# RECORD EXTRACTS:

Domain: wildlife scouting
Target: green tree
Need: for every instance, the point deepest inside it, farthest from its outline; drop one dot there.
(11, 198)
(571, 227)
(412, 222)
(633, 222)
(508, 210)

# EXERCISE TASK:
Substitute "marker" for "dot" throughout the records above, leaving everything else unchanged.

# RESULT OF THE EXERCISE:
Domain: wildlife scouting
Target: green tree
Need: for every instance, the point deepest inside it, farthest from its outline; drop one marker there.
(11, 198)
(571, 227)
(412, 222)
(633, 222)
(508, 210)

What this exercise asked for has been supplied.